╭─ Stored data
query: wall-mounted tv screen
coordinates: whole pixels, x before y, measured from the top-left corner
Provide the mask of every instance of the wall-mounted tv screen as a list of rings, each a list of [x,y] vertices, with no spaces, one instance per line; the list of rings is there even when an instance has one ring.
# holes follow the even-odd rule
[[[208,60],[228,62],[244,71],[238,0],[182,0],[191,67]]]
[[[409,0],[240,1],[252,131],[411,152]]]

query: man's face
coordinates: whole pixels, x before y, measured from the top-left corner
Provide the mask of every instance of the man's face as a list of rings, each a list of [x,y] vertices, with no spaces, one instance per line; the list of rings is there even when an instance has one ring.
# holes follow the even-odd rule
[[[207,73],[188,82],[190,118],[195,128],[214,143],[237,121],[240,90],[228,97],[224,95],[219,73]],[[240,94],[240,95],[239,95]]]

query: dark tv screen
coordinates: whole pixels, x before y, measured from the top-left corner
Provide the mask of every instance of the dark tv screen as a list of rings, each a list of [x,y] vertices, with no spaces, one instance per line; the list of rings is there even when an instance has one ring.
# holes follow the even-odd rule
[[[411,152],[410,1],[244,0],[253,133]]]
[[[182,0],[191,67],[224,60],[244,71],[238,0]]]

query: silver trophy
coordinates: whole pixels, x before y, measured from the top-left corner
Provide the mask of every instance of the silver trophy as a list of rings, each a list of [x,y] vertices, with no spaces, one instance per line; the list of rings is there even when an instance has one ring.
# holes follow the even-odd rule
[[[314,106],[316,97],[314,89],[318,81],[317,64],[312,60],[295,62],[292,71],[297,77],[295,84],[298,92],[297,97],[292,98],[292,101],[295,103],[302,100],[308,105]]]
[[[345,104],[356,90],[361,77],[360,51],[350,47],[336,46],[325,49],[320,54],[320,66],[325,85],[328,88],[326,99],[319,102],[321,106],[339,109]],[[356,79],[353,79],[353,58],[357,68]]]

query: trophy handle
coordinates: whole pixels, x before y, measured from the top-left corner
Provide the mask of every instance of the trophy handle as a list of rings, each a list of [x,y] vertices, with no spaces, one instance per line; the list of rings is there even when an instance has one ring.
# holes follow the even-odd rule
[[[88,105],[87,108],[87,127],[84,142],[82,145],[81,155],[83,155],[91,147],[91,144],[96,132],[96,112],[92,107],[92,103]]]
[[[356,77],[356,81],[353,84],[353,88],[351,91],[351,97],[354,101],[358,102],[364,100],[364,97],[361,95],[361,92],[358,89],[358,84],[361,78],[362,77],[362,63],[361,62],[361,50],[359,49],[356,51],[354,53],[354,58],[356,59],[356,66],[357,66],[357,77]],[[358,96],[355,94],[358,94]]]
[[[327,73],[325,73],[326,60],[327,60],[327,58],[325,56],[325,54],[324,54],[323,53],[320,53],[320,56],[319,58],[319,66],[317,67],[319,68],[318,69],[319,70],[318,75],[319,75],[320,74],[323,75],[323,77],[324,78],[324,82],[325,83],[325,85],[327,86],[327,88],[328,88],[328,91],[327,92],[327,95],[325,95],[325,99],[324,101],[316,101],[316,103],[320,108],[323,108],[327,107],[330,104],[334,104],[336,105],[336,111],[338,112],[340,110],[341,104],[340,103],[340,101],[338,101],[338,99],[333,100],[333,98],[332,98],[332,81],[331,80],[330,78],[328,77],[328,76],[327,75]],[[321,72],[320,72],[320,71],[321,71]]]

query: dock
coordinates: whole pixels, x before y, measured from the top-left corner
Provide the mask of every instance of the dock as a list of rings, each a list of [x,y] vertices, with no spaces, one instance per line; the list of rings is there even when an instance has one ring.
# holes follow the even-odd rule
╰─
▶ Directive:
Convert each line of the records above into a numbered list, omitting the blank lines.

▶ Complete answer:
1. query: wall-mounted tv screen
2. coordinates: whole pixels, x before y, measured from the top-left corner
3. Provide the mask of every instance of the wall-mounted tv screen as a list of rings, each a list of [x,y] vertices, with no spaces, one instance per line; the list of rings is there even when an instance has one ring.
4. # holes follow the even-odd rule
5. [[[208,60],[228,62],[244,71],[238,0],[182,0],[191,67]]]
6. [[[409,0],[240,1],[252,131],[411,152]]]
7. query: man's face
8. coordinates: whole pixels, x before y, measured from the top-left corner
9. Provide the mask of every instance of the man's face as a list of rings, each a list of [x,y] vertices, with no spaces, one instance per line; the list of rings is there even when an instance has one ring.
10. # holes follow the even-odd rule
11. [[[207,73],[188,82],[190,118],[195,128],[214,143],[237,121],[240,90],[228,97],[224,95],[219,73]],[[240,94],[240,95],[239,95]]]
12. query: dark tv screen
13. coordinates: whole pixels, x before y, measured from the top-left corner
14. Provide the mask of every instance of the dark tv screen as a list of rings, each a list of [x,y] vertices, with no spaces, one instance per line; the list of rings is there even when an instance has one ring.
15. # holes follow the even-odd rule
16. [[[411,152],[410,1],[244,0],[253,133]]]
17. [[[182,0],[191,67],[224,60],[244,71],[238,0]]]
18. query: silver trophy
19. coordinates: whole pixels, x before y, measured from the top-left corner
20. Provide the mask of every instance of the silver trophy as a list of rings, each a list of [x,y] vertices, with no spaces, one instance per line; the list of rings is there even when an instance has one ring.
21. # holes follow the even-odd rule
22. [[[314,106],[316,97],[314,89],[318,81],[317,64],[312,60],[295,62],[292,71],[297,77],[295,84],[298,92],[297,97],[292,98],[292,101],[295,103],[302,100],[308,105]]]
23. [[[345,104],[356,90],[361,77],[360,51],[350,47],[336,46],[325,49],[320,54],[320,66],[325,85],[328,88],[326,99],[319,102],[321,106],[339,109]],[[356,79],[353,79],[353,58],[357,68]]]
24. query: trophy handle
25. coordinates: whole pixels, x before y, measured from the top-left corner
26. Provide the mask of every instance of the trophy handle as a list of rings, each a list of [x,y] vertices, with no spaces, one instance per line; the list of rings is there even when an instance has one ring.
27. # holes follow the even-odd rule
28. [[[88,105],[87,108],[87,127],[84,142],[82,145],[81,155],[83,155],[91,147],[91,144],[96,132],[96,112],[92,107],[92,103]]]
29. [[[356,77],[356,81],[353,84],[353,88],[351,91],[351,97],[354,101],[358,102],[364,100],[364,97],[361,95],[361,92],[358,89],[358,84],[361,78],[362,77],[362,63],[361,62],[361,50],[359,49],[356,51],[354,53],[354,58],[356,59],[356,66],[357,66],[357,77]],[[358,96],[355,94],[358,94]]]
30. [[[327,73],[325,73],[326,60],[327,60],[327,58],[325,56],[325,54],[324,54],[323,53],[320,53],[320,56],[319,58],[319,66],[317,67],[319,68],[318,69],[319,70],[318,75],[319,75],[320,74],[323,75],[323,77],[324,78],[324,82],[325,83],[325,85],[327,86],[327,88],[328,88],[328,91],[327,92],[327,95],[325,95],[325,99],[324,101],[316,101],[316,103],[320,108],[323,108],[327,107],[330,104],[334,104],[336,105],[336,111],[338,112],[340,110],[341,104],[340,103],[340,101],[338,101],[338,99],[333,100],[333,98],[332,98],[332,81],[331,80],[330,78],[328,77],[328,76],[327,75]],[[321,72],[320,72],[320,71],[321,71]]]
31. query: dock
32. coordinates: whole pixels, x before y, measured from the top-left corner
33. Provide the mask of every instance of the dock as a list of rings, each a list of [x,y] vertices, with no spaces, one instance per line; the list of rings is there even when an instance has one ring.
34. # holes follow the even-odd rule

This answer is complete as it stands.